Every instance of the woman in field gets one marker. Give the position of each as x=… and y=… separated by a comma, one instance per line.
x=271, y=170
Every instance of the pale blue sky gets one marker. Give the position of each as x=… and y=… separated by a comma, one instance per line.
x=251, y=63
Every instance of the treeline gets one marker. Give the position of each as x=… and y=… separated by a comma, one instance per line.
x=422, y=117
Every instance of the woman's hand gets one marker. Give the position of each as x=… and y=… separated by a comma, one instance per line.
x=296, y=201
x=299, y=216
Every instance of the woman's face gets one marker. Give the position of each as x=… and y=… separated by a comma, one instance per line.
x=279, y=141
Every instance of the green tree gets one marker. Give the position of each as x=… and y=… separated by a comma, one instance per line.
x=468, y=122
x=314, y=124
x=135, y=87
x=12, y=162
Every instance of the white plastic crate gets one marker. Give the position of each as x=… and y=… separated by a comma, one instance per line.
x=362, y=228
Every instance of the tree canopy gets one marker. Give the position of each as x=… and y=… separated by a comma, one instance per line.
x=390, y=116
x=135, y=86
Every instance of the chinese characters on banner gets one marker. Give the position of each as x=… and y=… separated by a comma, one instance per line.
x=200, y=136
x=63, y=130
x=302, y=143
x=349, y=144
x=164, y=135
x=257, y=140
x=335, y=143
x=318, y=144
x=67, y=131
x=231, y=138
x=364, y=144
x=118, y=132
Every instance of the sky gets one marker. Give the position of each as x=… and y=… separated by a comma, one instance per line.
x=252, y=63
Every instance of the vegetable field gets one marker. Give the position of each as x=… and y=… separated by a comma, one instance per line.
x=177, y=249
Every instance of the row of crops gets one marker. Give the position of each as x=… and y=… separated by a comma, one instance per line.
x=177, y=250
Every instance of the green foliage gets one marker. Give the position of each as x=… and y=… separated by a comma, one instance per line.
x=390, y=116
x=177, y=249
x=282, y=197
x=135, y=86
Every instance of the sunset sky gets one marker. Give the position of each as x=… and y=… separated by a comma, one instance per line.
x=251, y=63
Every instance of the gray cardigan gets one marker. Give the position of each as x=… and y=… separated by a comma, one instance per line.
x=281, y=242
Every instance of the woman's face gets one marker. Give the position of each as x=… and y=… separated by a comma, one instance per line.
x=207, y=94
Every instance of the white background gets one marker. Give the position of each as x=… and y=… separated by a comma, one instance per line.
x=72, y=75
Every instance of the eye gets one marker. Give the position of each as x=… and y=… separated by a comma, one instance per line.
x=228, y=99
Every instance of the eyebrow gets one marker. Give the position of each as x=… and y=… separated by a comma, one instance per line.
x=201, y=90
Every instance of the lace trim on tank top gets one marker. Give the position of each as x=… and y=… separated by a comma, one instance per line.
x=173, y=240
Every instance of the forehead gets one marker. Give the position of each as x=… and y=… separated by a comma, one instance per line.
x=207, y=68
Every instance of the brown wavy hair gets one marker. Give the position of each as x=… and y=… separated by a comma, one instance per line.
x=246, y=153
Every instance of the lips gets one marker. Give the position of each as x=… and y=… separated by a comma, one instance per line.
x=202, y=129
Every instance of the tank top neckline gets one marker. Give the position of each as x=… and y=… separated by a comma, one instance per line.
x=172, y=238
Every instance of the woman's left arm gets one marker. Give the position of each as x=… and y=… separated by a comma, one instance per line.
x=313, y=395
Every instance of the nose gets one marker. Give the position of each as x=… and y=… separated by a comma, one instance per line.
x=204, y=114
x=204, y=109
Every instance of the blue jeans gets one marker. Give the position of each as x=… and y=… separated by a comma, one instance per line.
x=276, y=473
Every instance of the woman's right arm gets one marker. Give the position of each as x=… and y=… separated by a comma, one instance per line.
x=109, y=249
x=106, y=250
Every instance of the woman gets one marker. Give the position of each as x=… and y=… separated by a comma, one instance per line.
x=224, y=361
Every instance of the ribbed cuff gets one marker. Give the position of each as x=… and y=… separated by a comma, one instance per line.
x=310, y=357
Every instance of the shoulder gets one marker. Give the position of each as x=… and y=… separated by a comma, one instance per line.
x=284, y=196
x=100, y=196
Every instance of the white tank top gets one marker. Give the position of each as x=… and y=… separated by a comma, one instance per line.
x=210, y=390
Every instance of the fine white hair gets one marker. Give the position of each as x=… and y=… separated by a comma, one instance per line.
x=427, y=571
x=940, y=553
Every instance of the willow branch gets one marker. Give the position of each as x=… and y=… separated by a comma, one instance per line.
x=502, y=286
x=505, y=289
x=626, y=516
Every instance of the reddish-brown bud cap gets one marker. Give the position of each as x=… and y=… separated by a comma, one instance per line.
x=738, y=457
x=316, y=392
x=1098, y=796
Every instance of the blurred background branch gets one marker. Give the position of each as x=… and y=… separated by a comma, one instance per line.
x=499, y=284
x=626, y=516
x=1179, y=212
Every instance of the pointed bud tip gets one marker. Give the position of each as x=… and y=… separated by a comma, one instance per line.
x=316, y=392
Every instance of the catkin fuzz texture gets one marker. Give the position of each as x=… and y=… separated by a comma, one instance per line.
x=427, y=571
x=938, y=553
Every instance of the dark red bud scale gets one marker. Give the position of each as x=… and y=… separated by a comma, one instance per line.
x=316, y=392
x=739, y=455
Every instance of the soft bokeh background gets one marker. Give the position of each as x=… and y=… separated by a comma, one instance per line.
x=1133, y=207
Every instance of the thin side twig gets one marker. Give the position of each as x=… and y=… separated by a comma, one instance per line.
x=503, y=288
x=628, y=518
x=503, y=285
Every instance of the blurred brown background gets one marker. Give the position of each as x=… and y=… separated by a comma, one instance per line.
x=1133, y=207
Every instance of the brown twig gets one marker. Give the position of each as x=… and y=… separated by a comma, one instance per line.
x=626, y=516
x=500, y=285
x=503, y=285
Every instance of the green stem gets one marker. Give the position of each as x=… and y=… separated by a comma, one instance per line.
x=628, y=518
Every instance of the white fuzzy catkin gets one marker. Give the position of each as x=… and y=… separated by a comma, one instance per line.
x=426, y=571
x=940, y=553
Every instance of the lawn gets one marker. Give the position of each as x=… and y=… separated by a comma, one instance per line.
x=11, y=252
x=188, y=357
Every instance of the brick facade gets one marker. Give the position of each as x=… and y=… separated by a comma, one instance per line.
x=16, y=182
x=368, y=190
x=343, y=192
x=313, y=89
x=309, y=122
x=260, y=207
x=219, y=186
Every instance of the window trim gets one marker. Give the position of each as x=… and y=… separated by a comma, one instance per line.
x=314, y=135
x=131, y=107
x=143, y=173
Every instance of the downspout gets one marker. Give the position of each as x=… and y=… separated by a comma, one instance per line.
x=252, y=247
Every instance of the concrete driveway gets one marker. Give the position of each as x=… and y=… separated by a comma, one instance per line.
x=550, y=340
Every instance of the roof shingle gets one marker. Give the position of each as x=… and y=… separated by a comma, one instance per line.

⁂

REQUIRED ACTION:
Reproduce every record above exactly as it appears.

WRITTEN RESPONSE:
Every instance of the woman in field gets one marker. Give the position of each as x=… and y=… separated by a comma, one instance per line.
x=271, y=170
Every instance of the pale blue sky gets one marker. Give the position of each as x=… and y=… separated by a comma, one instance per line.
x=251, y=63
Every instance of the treeline gets one marker. Give the position of each as x=… and y=… separated by a comma, one instance per line.
x=422, y=117
Every instance of the woman's hand gets one marker. Give the position of each as x=… and y=… separated by a comma, one instance per line.
x=296, y=201
x=299, y=216
Every instance of the woman's face gets one marker. Give the position of each as x=… and y=… separated by a comma, one instance per line.
x=279, y=141
Every instance of the green tree gets one marker. Give the position of each as x=… and y=… separated by a comma, one instance per line.
x=468, y=122
x=314, y=124
x=135, y=87
x=12, y=162
Every instance of the white plastic crate gets one marker. Give the position of each as x=… and y=… separated by a comma, one instance per line.
x=362, y=228
Every instance of the tree canopy gets one marker. Give the position of each as x=… and y=… separated by a comma, one instance per line.
x=390, y=116
x=135, y=86
Every instance of the chinese characters on banner gets one marker. Give the position of each as x=… and y=… separated by a comma, one instance per line.
x=200, y=136
x=63, y=130
x=302, y=143
x=349, y=144
x=164, y=135
x=257, y=140
x=335, y=143
x=318, y=144
x=67, y=131
x=231, y=138
x=364, y=144
x=118, y=132
Every instance of the sky gets one marker. Give the position of each as x=… and y=… separated by a comma, one instance per line.
x=252, y=63
Every instance of the vegetable field gets one marker. Give the position of each as x=… and y=… separated by a comma, one instance per line.
x=177, y=249
Every instance of the row of crops gets one marker. Give the position of each as x=… and y=… separated by a comma, one instance per line.
x=177, y=250
Every instance of the green foliage gets one marker. Give the position of each as x=… and y=… separated by a comma, one instance per line.
x=390, y=116
x=177, y=249
x=282, y=197
x=135, y=86
Every instance of the sunset sky gets one marker. Give the position of each as x=… and y=… separated by a comma, one instance per line.
x=251, y=63
Every instance of the gray cardigan gets one marker. Give the position of each as x=… and y=… separated by a comma, one instance per line.
x=281, y=242
Every instance of the woman's face gets one marker. Give the position of each as x=… and y=… separated by a comma, one instance per line.
x=207, y=94
Every instance of the white background gets one marker. Give the position of each as x=… and y=… separated by a comma, one instance per line.
x=72, y=75
Every instance of the eye gets one marker. Give the position of each as x=… and y=… separated by a comma, one instance per line.
x=228, y=99
Every instance of the eyebrow gets one marker. Give the position of each as x=… and y=… separated by a comma, one instance per line.
x=201, y=90
Every instance of the lace trim on tank top gets one marker. Give the position of each as x=… and y=… separated by a comma, one instance per line.
x=173, y=240
Every instance of the forehead gets one marker. Give the position of each as x=… and y=… separated by a comma, one instance per line.
x=207, y=68
Every instance of the brown wavy hair gets one marker. Give the position of each as x=… and y=… separated by a comma, one instance per line.
x=246, y=153
Every instance of the lips gets one marker. Give the position of each as x=… and y=… separated by a comma, one instance per line.
x=202, y=129
Every instance of the tank top neckline gets one marker. Give the position of each as x=… and y=… separated by a comma, one instance per line.
x=172, y=238
Every instance of the woman's left arm gets one marker. Give the position of each as x=… and y=… separated by a comma, one instance per line.
x=313, y=395
Every instance of the nose gets one marker. Give the position of each as x=… and y=… separated by a comma, one instance per line.
x=204, y=114
x=204, y=109
Every instance of the blue jeans gets one marker. Give the position of each as x=… and y=… separated by a comma, one instance per line.
x=276, y=473
Every instance of the woman's right arm gets one marker. Give the position of each as x=… and y=… separated by a comma, one instance per line.
x=109, y=249
x=106, y=250
Every instance of the woman gets one marker. Give the position of each as x=… and y=… separated by a comma, one instance per line.
x=224, y=361
Every instance of the ribbed cuff gets one marker. Give the position of each as x=… and y=… separated by a comma, one instance per line.
x=310, y=357
Every instance of the shoulder gets one marker. Give the position of each as x=… and y=… separated by a comma, one instance per line.
x=284, y=196
x=100, y=196
Every instance of the white tank top gets one marker. Give the position of each as x=… and y=… separated by a comma, one instance per line.
x=210, y=390
Every instance of the fine white hair gets one marker. Give the position of each as x=… and y=… separated by a comma, one instance per line.
x=427, y=571
x=940, y=553
Every instance of the willow branch gets one marker. Give the position of each as x=… and y=… separated by a comma, one instance per line.
x=502, y=286
x=505, y=289
x=626, y=516
Every instance of the reddish-brown bud cap gets one marker. Give the position of each as x=… and y=… separated by a comma, one instance per line.
x=738, y=457
x=316, y=392
x=1098, y=796
Every instance of the blurred background branch gets one marker. Give the position of each as x=… and y=… separated by a comma, one instance per line.
x=499, y=284
x=626, y=516
x=1179, y=212
Every instance of the pointed bud tip gets one marker. Give the position of each as x=… and y=… separated by a comma, one instance per line.
x=316, y=392
Every instance of the catkin fuzz texture gets one marker. Give the position of each as x=… and y=… separated by a comma, one instance per line.
x=427, y=571
x=938, y=553
Every instance of the dark red bud scale gets one marker. Give the position of each as x=… and y=… separated by a comma, one instance per line.
x=316, y=392
x=739, y=455
Every instance of the soft bokeh background gets one marker. Give the position of each as x=… and y=… separated by a comma, one instance per line.
x=1133, y=207
Every instance of the thin side twig gets one marker. Give the position of each as x=… and y=… separated by a comma, one instance per line.
x=503, y=288
x=628, y=518
x=503, y=285
Every instance of the blurred brown background gets one marker. Give the position of each as x=… and y=… separated by a comma, one instance per line.
x=1133, y=207
Every instance of the brown twig gets one marker. Give the position of each as x=… and y=… separated by a comma, one instance per line.
x=626, y=516
x=500, y=285
x=503, y=285
Every instance of the green stem gets one marker. Give the position of each as x=… and y=… separated by a comma, one instance per line.
x=628, y=518
Every instance of the white fuzzy catkin gets one marker. Give the position of each as x=… and y=… separated by a comma, one instance per line.
x=426, y=571
x=940, y=553
Every instance of the lawn gets one marker. Give the position of each as x=… and y=… separated by a comma, one instance per line.
x=11, y=252
x=188, y=357
Every instance of the brick facade gets one marker. Give the position of each as x=… and y=… separated by a comma, one instance per line.
x=16, y=182
x=368, y=190
x=343, y=192
x=313, y=89
x=309, y=122
x=260, y=207
x=219, y=186
Every instance of the window trim gets one marker. Give the position of each as x=… and y=… separated by a comma, one instance per line.
x=314, y=135
x=131, y=107
x=143, y=173
Every instance of the downspout gets one marker. Give the position of each as x=… and y=… separated by a comma, one instance per line.
x=252, y=247
Every instance of the concrete driveway gets one marker. Give the position of each as x=… and y=… separated by a comma, one instance per line.
x=550, y=340
Every instance of the roof shingle gets one marker. Give the position of each as x=… and y=… separated by a comma, one instance per line.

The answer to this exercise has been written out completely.